_EXERCISE PROMPT_.
Starting at the line containing "Find every instance of the person with" and ending at the line containing "<point>182,224</point>", copy those lines with "black backpack" replaced by "red backpack" and everything else unchanged. Leave the pictures out.

(Raw records)
::::

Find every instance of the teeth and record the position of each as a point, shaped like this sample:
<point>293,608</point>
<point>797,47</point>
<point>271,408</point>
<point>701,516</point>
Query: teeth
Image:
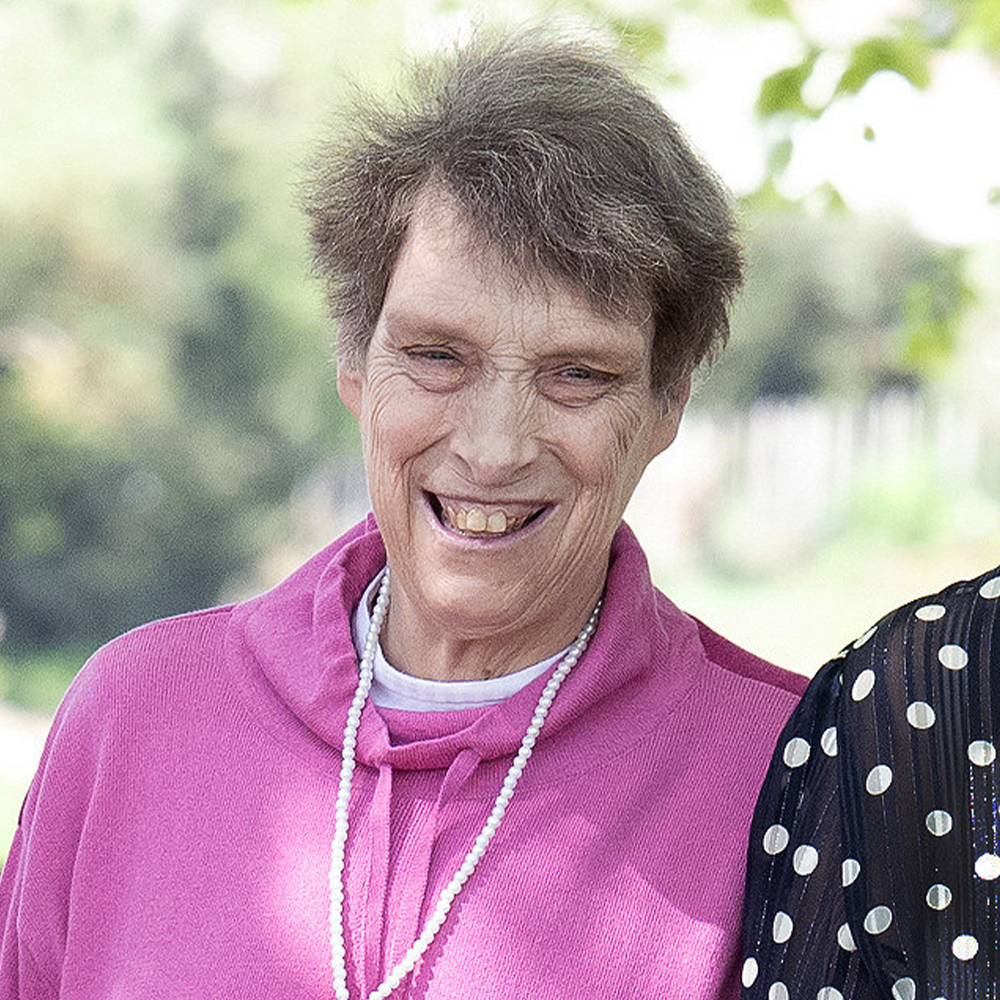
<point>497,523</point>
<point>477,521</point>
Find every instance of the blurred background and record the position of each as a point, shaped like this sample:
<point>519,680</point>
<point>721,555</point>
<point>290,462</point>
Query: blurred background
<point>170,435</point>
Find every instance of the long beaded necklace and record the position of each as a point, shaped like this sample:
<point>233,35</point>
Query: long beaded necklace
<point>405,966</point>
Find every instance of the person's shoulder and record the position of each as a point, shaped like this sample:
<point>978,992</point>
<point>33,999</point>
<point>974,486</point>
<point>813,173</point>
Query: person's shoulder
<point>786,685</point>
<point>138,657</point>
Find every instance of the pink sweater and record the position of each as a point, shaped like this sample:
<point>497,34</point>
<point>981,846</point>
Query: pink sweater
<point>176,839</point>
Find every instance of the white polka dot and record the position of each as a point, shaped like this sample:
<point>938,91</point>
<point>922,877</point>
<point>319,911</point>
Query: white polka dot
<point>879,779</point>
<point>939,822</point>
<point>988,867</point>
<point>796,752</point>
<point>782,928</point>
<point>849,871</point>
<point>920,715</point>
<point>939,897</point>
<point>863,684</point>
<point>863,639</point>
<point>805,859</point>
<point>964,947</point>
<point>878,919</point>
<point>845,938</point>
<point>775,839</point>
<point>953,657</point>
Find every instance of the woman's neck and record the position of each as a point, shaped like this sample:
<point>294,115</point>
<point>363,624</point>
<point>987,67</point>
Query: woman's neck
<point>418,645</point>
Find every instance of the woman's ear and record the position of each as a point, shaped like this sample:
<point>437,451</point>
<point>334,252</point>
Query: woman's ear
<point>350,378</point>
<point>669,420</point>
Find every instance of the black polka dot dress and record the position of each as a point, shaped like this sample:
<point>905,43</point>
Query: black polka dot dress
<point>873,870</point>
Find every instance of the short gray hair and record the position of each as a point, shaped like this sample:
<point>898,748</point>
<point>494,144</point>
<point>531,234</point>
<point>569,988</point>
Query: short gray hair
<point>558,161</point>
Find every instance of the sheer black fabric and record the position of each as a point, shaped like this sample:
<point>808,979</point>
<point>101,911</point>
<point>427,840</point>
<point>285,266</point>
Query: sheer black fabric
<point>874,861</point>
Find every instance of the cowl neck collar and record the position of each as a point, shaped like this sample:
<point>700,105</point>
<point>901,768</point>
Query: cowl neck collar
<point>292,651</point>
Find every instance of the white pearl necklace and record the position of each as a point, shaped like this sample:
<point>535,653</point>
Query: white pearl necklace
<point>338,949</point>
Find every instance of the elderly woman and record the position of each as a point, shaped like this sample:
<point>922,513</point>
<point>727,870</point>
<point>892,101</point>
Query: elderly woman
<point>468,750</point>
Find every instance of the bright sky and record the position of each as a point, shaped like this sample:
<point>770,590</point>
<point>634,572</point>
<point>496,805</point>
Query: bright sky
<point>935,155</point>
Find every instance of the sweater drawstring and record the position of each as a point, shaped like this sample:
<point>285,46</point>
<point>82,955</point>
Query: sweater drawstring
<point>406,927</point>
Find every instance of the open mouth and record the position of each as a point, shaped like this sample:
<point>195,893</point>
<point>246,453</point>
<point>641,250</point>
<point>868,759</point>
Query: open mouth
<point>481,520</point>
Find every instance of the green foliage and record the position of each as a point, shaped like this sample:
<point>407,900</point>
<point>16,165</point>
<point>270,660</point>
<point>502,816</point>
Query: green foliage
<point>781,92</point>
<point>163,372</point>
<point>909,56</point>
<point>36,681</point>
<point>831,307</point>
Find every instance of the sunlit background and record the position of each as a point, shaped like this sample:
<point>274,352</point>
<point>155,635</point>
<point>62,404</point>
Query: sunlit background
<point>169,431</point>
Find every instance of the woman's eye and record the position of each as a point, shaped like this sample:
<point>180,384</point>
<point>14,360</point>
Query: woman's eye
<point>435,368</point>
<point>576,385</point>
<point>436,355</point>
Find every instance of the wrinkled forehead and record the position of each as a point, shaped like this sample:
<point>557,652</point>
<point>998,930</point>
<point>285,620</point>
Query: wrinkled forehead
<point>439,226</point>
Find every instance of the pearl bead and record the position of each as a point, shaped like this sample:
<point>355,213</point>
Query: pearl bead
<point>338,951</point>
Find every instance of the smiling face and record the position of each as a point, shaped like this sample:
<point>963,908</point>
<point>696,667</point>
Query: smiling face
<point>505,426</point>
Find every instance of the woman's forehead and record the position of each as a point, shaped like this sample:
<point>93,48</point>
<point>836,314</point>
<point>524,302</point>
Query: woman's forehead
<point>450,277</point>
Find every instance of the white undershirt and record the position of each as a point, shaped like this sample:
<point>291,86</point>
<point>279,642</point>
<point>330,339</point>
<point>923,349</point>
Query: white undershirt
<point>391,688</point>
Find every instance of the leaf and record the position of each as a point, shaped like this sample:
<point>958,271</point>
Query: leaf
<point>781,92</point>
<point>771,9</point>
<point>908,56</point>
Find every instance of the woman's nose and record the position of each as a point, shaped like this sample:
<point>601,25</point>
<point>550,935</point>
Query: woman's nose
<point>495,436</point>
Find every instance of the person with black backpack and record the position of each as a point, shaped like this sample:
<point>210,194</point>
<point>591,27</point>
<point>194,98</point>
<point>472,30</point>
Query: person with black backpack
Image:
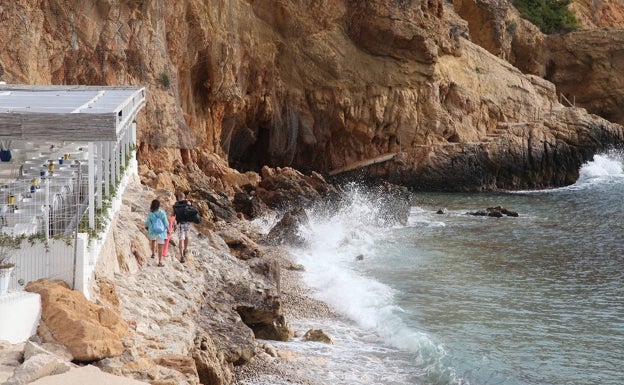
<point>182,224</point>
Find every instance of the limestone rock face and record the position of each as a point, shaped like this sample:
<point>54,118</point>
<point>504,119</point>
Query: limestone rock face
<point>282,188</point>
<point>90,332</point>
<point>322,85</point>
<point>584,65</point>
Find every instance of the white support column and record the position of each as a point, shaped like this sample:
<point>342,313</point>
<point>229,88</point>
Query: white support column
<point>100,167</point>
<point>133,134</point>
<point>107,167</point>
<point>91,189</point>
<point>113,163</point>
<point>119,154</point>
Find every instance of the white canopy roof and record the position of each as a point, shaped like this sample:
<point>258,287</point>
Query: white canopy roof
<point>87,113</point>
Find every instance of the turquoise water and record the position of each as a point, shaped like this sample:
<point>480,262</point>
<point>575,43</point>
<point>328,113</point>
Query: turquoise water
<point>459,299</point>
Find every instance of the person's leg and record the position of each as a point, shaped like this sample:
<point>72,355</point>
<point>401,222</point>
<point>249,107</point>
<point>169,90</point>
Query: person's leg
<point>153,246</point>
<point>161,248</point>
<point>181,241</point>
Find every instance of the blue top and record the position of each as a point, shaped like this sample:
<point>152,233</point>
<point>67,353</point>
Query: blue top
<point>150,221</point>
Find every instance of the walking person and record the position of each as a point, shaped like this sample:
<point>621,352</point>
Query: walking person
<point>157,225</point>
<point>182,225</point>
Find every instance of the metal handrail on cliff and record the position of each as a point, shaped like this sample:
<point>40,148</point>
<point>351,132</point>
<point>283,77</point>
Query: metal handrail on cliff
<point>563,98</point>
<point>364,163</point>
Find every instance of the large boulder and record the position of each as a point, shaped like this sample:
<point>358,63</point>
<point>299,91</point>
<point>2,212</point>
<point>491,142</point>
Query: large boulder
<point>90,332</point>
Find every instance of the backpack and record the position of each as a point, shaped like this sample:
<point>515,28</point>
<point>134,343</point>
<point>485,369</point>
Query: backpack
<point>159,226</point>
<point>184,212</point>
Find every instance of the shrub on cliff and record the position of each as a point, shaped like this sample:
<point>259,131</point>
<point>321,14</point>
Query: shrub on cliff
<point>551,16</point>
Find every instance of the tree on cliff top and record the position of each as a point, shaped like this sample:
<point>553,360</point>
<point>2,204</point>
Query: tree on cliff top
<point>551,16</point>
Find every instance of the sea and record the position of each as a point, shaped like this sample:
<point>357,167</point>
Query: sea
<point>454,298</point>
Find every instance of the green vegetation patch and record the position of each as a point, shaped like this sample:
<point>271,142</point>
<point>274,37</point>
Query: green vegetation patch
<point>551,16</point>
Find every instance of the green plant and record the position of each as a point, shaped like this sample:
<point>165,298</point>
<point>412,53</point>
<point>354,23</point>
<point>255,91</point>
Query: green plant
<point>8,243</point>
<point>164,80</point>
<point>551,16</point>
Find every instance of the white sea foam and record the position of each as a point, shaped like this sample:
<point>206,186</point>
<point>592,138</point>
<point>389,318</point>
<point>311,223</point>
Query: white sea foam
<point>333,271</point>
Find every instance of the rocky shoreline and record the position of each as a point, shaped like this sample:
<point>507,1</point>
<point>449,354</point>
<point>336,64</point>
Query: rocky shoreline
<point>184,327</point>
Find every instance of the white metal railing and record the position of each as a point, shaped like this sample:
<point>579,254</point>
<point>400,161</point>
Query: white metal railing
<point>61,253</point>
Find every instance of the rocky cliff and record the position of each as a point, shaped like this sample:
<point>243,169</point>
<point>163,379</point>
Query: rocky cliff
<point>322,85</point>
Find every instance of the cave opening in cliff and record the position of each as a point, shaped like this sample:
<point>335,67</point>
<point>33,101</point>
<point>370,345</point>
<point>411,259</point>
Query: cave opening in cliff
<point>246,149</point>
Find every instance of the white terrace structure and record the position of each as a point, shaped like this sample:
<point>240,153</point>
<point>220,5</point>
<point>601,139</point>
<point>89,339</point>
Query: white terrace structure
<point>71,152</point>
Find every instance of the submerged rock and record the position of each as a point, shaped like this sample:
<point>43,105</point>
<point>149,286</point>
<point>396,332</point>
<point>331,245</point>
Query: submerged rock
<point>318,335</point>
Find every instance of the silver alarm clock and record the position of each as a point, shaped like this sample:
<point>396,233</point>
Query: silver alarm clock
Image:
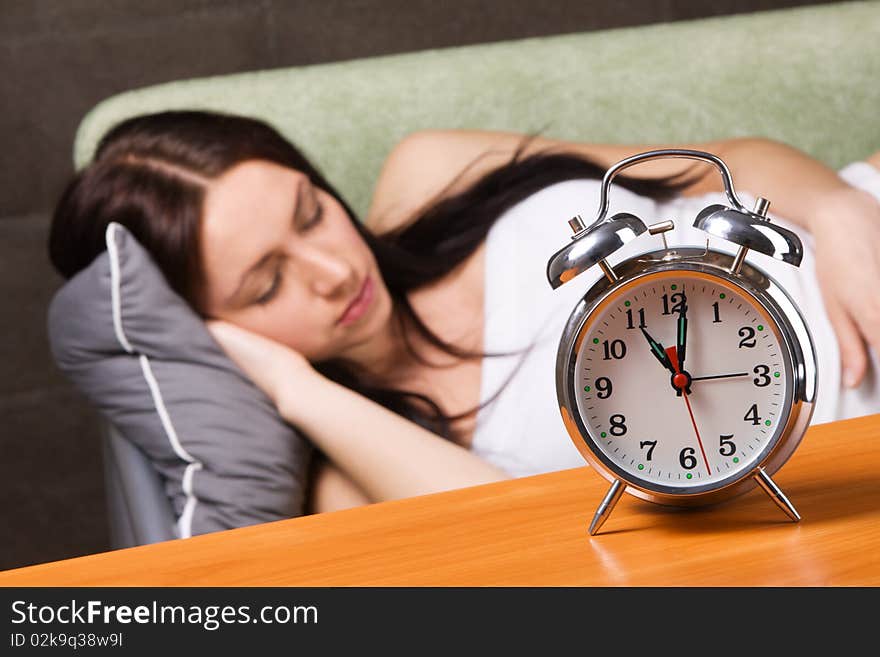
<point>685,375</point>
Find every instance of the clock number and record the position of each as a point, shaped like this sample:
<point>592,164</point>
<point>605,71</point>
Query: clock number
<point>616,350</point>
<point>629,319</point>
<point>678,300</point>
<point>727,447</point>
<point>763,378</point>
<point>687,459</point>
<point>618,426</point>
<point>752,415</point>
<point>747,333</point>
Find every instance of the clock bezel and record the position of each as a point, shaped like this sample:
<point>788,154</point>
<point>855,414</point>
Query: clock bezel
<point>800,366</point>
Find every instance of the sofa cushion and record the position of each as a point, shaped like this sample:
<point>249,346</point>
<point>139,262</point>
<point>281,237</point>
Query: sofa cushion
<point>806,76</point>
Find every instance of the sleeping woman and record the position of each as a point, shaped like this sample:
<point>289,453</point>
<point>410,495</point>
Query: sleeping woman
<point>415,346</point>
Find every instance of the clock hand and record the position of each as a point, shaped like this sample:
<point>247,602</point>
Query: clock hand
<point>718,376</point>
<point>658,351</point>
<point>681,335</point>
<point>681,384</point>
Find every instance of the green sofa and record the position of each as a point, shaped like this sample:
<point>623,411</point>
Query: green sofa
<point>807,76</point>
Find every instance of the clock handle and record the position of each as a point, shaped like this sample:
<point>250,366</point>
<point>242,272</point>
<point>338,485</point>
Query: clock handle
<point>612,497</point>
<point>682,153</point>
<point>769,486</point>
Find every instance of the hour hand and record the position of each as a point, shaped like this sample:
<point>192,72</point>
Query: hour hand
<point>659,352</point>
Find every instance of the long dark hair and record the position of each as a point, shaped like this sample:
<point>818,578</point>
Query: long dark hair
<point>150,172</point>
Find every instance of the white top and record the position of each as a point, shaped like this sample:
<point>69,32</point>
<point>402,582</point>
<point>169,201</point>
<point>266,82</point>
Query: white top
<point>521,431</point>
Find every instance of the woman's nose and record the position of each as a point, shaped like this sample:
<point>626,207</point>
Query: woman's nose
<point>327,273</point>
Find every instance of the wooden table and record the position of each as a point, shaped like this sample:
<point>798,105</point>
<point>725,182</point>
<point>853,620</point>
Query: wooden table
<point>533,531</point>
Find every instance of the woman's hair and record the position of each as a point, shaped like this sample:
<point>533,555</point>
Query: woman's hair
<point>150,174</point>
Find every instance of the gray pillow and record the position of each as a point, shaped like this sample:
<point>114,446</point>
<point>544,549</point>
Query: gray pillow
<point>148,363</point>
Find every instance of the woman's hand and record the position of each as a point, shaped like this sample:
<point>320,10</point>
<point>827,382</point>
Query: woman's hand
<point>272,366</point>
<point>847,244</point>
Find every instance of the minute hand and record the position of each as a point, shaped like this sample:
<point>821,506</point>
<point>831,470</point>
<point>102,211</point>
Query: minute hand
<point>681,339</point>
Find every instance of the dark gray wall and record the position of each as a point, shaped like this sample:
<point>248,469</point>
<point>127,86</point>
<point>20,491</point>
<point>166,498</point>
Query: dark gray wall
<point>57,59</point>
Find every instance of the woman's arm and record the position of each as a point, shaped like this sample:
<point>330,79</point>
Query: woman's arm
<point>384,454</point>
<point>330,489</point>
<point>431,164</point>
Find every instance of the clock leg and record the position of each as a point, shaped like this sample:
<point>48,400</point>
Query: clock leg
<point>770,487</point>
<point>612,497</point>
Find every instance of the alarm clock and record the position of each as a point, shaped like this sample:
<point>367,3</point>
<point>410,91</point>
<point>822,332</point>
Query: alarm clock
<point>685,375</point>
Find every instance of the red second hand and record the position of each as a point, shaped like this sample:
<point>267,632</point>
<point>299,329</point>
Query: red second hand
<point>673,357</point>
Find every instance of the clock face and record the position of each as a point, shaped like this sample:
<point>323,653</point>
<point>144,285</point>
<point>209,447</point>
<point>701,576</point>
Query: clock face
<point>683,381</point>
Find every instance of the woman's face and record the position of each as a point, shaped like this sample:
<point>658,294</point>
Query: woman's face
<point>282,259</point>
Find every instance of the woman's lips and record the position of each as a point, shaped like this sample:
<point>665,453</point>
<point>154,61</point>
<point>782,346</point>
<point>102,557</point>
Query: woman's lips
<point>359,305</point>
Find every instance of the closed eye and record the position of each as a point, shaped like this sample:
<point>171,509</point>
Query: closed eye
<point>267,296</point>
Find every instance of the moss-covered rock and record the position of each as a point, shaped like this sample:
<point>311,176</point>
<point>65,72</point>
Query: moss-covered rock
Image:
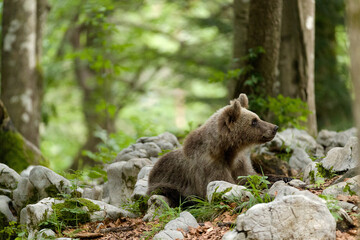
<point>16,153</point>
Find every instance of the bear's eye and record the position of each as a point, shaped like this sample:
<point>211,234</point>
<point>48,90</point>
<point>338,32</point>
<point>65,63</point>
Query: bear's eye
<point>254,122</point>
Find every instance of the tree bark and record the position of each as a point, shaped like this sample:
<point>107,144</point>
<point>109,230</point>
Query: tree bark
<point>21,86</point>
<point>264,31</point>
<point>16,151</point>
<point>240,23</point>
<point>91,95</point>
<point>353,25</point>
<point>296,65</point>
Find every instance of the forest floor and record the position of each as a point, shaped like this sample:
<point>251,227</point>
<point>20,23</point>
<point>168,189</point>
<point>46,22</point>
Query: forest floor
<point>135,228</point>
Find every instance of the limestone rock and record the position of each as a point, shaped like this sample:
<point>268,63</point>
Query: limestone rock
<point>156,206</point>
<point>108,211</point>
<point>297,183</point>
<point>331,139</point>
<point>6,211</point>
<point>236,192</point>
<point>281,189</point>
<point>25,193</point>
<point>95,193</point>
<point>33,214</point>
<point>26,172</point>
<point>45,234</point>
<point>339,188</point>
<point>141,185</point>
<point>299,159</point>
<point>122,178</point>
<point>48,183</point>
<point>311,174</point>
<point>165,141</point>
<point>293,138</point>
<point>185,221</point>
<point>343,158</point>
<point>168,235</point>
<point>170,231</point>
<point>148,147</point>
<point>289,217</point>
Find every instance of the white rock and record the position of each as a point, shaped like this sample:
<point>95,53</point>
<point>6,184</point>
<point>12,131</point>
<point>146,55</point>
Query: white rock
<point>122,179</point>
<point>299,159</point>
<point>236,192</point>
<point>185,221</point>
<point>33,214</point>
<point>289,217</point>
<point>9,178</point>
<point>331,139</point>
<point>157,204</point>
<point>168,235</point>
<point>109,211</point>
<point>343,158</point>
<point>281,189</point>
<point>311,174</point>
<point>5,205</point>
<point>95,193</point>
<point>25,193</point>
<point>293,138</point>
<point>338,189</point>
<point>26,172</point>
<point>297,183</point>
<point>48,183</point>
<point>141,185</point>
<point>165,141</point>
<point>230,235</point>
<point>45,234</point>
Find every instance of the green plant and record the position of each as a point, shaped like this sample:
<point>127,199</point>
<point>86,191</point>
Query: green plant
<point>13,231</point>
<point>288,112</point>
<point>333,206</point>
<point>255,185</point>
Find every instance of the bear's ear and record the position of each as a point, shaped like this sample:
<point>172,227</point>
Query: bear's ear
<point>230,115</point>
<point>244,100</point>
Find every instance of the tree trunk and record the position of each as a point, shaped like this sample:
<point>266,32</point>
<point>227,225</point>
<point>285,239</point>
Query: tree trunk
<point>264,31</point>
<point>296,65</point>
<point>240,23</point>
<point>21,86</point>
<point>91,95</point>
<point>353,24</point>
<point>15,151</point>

::::

_TASK OUTPUT_.
Find every instance of the person with red backpack and record the position of each as a point, shaped like this sample:
<point>210,194</point>
<point>591,27</point>
<point>194,98</point>
<point>472,30</point>
Query: person with red backpack
Image:
<point>182,224</point>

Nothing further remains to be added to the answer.